**Document extract:**
-- Start --

This article outlines what is contained in a personal credit report, where the information is obtained from and how it is used by lenders.

 

It explains the importance of keeping your credit report in good order and how that can be achieved, how credit scoring works and gives advice on what to do if you disagree with any of the information in your report.

 

It also explains why credit repair companies are bad for your health and why they cannot do anything to improve your credit report that a credit reference agency can’t do at no cost.
 

 

Introduction

 

For many consumers, the checks and decision-making that take place when applying for credit are a mystery.


Myths and misconceptions abound.

►  Is there a blacklist and am I on it?

 

►  Will the borrowing record of the people who used to live in my house be taken into account when I apply for credit?

 

►  Will the fact that I had a credit application refused last year affect my credit rating today?

 

►  Thankfully, the answer to all three of these questions is a resounding ‘no’ and credit checks are actually not as puzzling as some would have us believe.



Under the microscope

 

When someone applies for credit, the lender simply wants to find out whether they’re a safe bet to repay what they want to borrow.

 

So they carry out checks to see how they repaid credit in the past, how much they owe at the moment and whether their general characteristics suggest they’ll be a trouble-free and profitable customer.

 

They do this by consulting the information held by one of the UK’s credit reference agencies, and by looking at the information the customer provides when they apply for credit, such as details of their job and wages, regular outgoings and residential and marital status.

 

Lenders usually assess this information using automated credit scoring.

-- End --

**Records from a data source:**
-- Start --

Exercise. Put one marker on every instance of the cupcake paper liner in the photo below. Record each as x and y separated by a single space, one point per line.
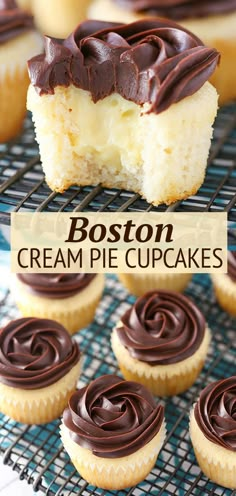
139 284
162 380
39 405
114 473
225 291
216 462
74 313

-- End --

**Stated task:** Continue the article on UK credit reports and credit checks, picking up right after its last sentence about lenders using automated credit scoring.

**Exercise response:**
Relevant pieces of information are given a score, for instance, ten points for a settled credit card account with a perfect payment history and minus ten points for a loan that has been defaulted on.

 

These scores are then added up and compared to the lender’s predetermined pass mark.

 

If the individual scores enough, they will usually be offered credit.

What confuses some consumers is the fact that no two lenders award points in the same way or set the same pass marks.

 

In fact, some have different scorecards for different products.

An applicant may be refused by one bank and accepted by another based on exactly the same information.

 

Although lenders won’t usually reveal exactly how their scoring systems work, if someone is refused credit they should at least tell them the main reason, including whether there was a problem with the information supplied by a credit reference agency.



A healthy record

 

The information the credit reference agencies hold about an individual shows their current and past borrowing record.

 

The agencies gather this information from public records and private records provided by the UK’s main lenders, who routinely share information about customers’ repayment histories to help them lend in a responsible way.

 

Lenders can only check a credit report with the applicant’s permission and every search is logged and held for up to two years.

 

That way, lenders can easily spot abnormal activity, such as identity fraud, and the applicant can see who has checked their report whenever they ask to see a copy.

 

The agencies will provide an individual with a copy of their own report for around £2.

 

They may also offer online services, some of which will monitor the report for changes, which may cost a little more.



Consumers keeping finances in good shape


For many people, having a regular look at their credit report helps them to keep their finances in good shape.

 

It can also help them to spot the early signs of identity fraud.

 

Lenders not only use the credit report information to decide whether to accept or refuse credit applications but also, increasingly, to determine what interest rates to set.

 

A good credit record can help them secure the best credit deals.

 

The majority of the information credit reference agencies hold is positive and shows that most people manage their credit commitments really well, but some get into difficulties from time to time.

 

Although the factual information on a credit report can’t be changed simply because it is embarrassing, it’s worthwhile suggesting that clients check their report to make sure the information held is accurate and up-to-date.

 

The credit reference agencies will mark any disputed information as unreliable while they liaise with the source to put it right.

 

Individuals can also add a note to explain past problems, such as late payments caused by a period of illness, by redundancy or relationship breakdown, as that can happen to anyone.

 

Future lenders will see the note and may take it into account.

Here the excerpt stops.